== ENTRIES SUPPLIED ==
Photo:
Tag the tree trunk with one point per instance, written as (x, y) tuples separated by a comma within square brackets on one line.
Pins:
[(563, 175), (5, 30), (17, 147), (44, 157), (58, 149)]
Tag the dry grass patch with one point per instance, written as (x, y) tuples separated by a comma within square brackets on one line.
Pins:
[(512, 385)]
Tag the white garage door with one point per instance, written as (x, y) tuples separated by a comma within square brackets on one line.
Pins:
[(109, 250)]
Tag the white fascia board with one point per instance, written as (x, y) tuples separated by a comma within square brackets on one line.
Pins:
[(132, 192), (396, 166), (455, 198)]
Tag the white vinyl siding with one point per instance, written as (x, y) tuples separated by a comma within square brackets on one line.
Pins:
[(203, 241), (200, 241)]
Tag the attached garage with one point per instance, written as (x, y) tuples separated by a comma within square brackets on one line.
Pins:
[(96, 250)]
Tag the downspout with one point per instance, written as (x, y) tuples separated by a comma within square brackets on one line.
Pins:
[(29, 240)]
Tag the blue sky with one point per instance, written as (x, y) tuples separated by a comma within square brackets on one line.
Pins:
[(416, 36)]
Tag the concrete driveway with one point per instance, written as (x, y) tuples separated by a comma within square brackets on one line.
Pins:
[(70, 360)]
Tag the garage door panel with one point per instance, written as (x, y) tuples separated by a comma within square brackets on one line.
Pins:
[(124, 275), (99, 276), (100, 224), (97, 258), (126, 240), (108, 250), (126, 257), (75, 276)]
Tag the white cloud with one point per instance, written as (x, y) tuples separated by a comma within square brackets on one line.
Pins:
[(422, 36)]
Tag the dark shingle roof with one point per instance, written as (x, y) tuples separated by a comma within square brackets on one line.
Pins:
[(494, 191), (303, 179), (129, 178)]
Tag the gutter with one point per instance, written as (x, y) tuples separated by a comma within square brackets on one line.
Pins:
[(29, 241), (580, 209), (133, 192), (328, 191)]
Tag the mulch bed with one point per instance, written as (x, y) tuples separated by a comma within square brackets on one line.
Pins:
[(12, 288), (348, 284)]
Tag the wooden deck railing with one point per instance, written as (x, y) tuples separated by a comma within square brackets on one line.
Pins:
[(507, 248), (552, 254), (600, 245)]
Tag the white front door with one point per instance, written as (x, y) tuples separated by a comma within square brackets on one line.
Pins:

== WRITTEN REQUEST ==
Could you put the lines into a Markdown table, starting with the line that contains "Tag the white fascia" and going on through the line that contains "[(203, 241), (200, 241)]", both included? Use a Row column for the row number and a Text column for the line, and leave out any blank lines.

== THE REPLY ==
| Row | Text |
|---|---|
| 1 | Tag the white fascia board with one point per instance, written as (x, y) tuples separated by a comma within square brackets on one line. |
| 2 | Pins: |
| 3 | [(132, 192), (396, 166), (455, 198)] |
| 4 | Tag the white vinyl siding with one point per instance, written as (x, y) tuples separated by a comma within square brackets on one line. |
| 5 | Pins: |
| 6 | [(203, 241), (200, 241)] |